■ **EXTRAIT FOURNI**:
****************************************
Publié le : 19 novembre 2015

Source : Valeurs Actuelles

La rédaction de Valeurs actuelles était présente lors de la rencontre entre le président syrien et les parlementaires français. Récit.

De Gaulle avait bien de la chance : vers cet Orient compliqué, plus question de voler avec des idées simples. Du 11 au 14 novembre, une délégation, comprenant des membres de l’Assemblée nationale, des entrepreneurs, des intellectuels et des journalistes, s’est rendue à Damas, à l’initiative de l’association SOS Chrétiens d’Orient qui fait un remarquable travail d’aide et de solidarité avec les minorités persécutées par les islamistes de Dae’ch, notamment en Syrie et en Irak, ainsi qu’une action prolongée auprès des réfugiés syriens au Liban et en Jordanie. Le samedi 14, nous étions reçus en audience particulière par le président syrien, Bachar al-Assad. Les journalistes de Valeurs actuelles étaient les seuls à assister à une conversation avec les parlementaires, emmenés par Thierry Mariani.
****************************************
■ **DONNÉES FOURNIES**:
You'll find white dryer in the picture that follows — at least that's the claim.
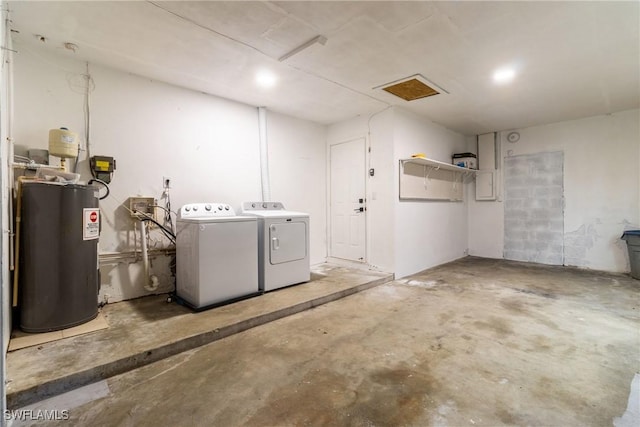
****************************************
■ **TÂCHES À RÉALISER**:
• a. Réécrivez sous forme de liste le paragraphe de l'extrait qui commence par « De Gaulle avait bien de la chance », en gardant ses faits essentiels.
• b. Recopiez fidèlement le passage de l'extrait situé entre « De Gaulle avait » et « par Thierry Mariani. », ces deux bornes comprises.
• c. Écrivez la suite de l'extrait sur la visite de la délégation à Damas, en reprenant juste après sa dernière phrase.

■ **LES RÉPONSES**:
• a.
- Vers cet Orient compliqué, il n'est plus question de voler avec des idées simples, contrairement à l'époque de De Gaulle.
- Du 11 au 14 novembre, une délégation s'est rendue à Damas. Elle réunissait des membres de l'Assemblée nationale, des entrepreneurs, des intellectuels et des journalistes.
- Ce voyage a eu lieu à l'initiative de l'association SOS Chrétiens d'Orient. Celle-ci vient en aide aux minorités persécutées par les islamistes de Dae'ch, notamment en Syrie et en Irak. Elle agit aussi auprès des réfugiés syriens au Liban et en Jordanie.
- Le samedi 14, le président syrien Bachar al-Assad a reçu la délégation en audience particulière.
- Les journalistes de Valeurs actuelles ont été les seuls à assister à la conversation avec les parlementaires, conduits par Thierry Mariani.

• b.
De Gaulle avait bien de la chance : vers cet Orient compliqué, plus question de voler avec des idées simples. Du 11 au 14 novembre, une délégation, comprenant des membres de l’Assemblée nationale, des entrepreneurs, des intellectuels et des journalistes, s’est rendue à Damas, à l’initiative de l’association SOS Chrétiens d’Orient qui fait un remarquable travail d’aide et de solidarité avec les minorités persécutées par les islamistes de Dae’ch, notamment en Syrie et en Irak, ainsi qu’une action prolongée auprès des réfugiés syriens au Liban et en Jordanie. Le samedi 14, nous étions reçus en audience particulière par le président syrien, Bachar al-Assad. Les journalistes de Valeurs actuelles étaient les seuls à assister à une conversation avec les parlementaires, emmenés par Thierry Mariani.

• c.
Comment celui que l’on donnait pour mort et enterré il y a trois ans est-il devenu aujourd’hui un partenaire incontournable de la gigantesque partie d’échecs qui se joue entre les États-Unis, la Russie, l’Iran, la Turquie et l’Europe ? Il a essayé de nous l’expliquer. Soyons clairs : tout le monde sait que Bachar al-Assad n’est pas un petit saint, tant s’en faut, et qu’il a recouru, plus souvent qu’à son tour, à des méthodes expéditives contre ses ennemis et surtout contre les éléments de son propre peuple. Mais les plus résolus des adversaires du numéro un syrien sont aujourd’hui convaincus que, dans les circonstances présentes, son départ signifierait à court terme la “dae’chisation” ou la partition de la Syrie. L’on doit écouter Bachar sans forcément l’approuver.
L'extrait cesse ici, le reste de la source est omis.